■ TO DO: Which of the lines in the data below contain the string "folded"? Copy each of them.

(DATA begins)

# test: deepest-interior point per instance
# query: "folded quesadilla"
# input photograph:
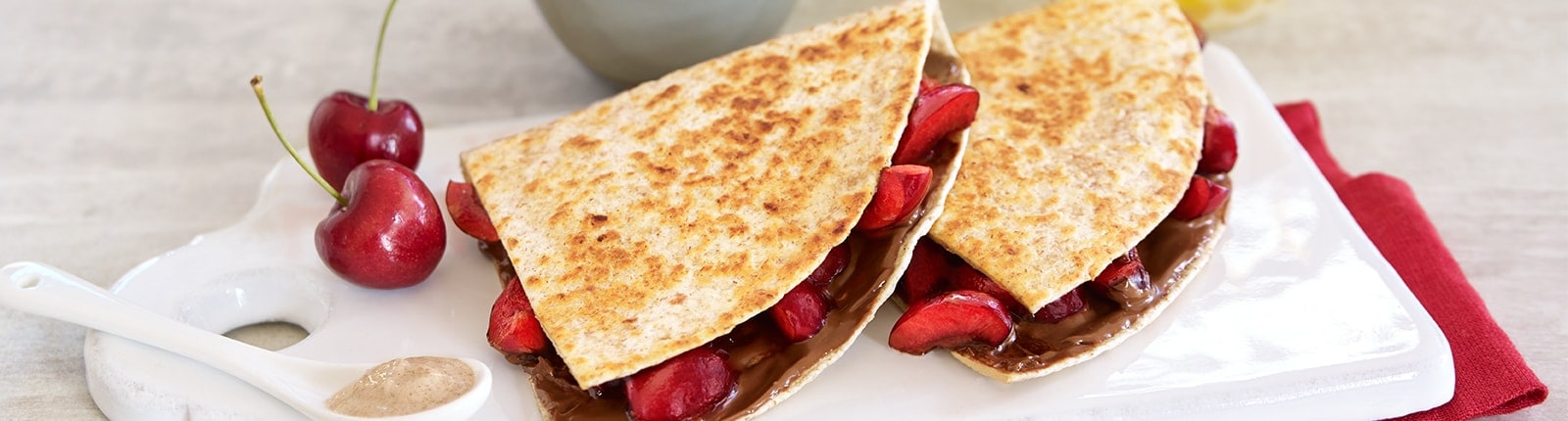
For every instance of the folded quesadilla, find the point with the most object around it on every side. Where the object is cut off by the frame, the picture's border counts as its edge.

(DATA ends)
(DATA begins)

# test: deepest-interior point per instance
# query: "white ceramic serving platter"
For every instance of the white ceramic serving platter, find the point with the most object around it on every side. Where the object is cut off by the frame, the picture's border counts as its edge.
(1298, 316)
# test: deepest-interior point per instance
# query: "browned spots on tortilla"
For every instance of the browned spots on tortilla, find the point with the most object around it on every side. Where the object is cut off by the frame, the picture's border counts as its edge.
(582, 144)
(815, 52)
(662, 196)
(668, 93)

(DATA ends)
(DATA begins)

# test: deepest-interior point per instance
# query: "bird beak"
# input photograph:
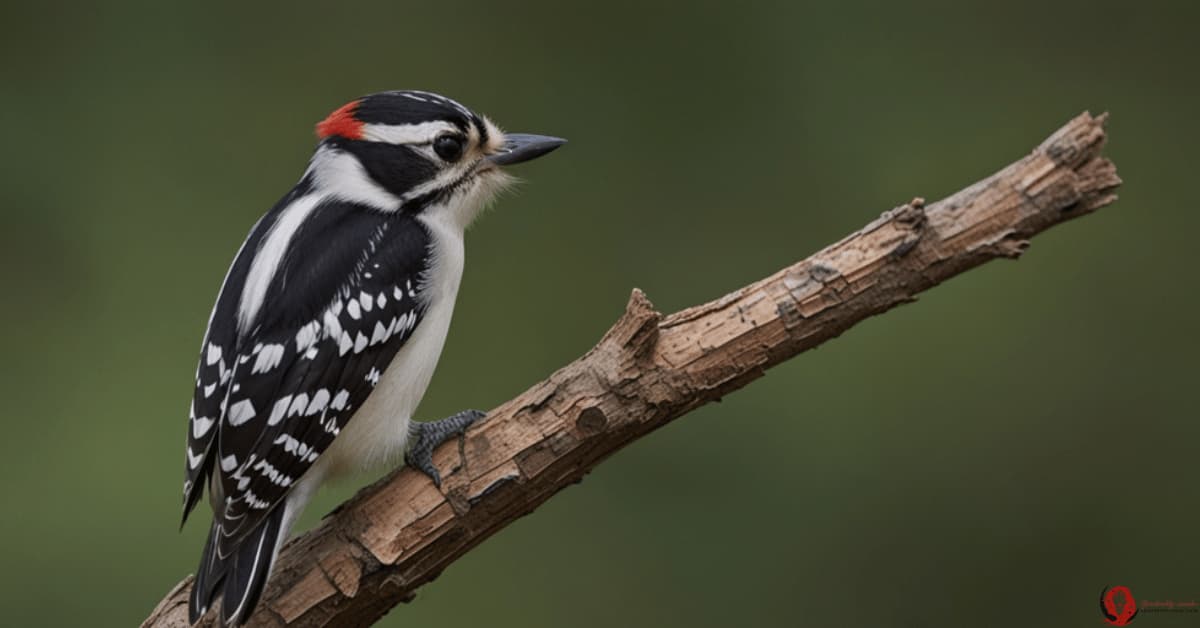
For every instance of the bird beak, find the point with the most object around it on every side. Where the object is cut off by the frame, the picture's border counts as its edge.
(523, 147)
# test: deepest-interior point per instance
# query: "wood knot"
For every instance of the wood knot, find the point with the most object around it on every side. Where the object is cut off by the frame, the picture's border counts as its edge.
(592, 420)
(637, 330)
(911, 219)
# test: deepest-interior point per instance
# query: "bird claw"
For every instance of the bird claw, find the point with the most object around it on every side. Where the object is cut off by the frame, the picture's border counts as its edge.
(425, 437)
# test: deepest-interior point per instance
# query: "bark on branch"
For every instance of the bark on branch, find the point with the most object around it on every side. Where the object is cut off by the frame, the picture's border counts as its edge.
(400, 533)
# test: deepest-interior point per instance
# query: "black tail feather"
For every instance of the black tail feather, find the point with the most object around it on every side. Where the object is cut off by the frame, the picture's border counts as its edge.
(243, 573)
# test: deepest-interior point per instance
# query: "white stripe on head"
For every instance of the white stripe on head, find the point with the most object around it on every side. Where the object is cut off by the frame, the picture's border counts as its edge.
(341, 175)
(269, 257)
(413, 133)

(DATA ends)

■ WRITTEN RESPONSE:
# query: "folded quesadilla"
For every instance of the folded quesadilla, find the point with the most object around it on every side. Where the object is cut off by the frame, the picture's border counts as its edge.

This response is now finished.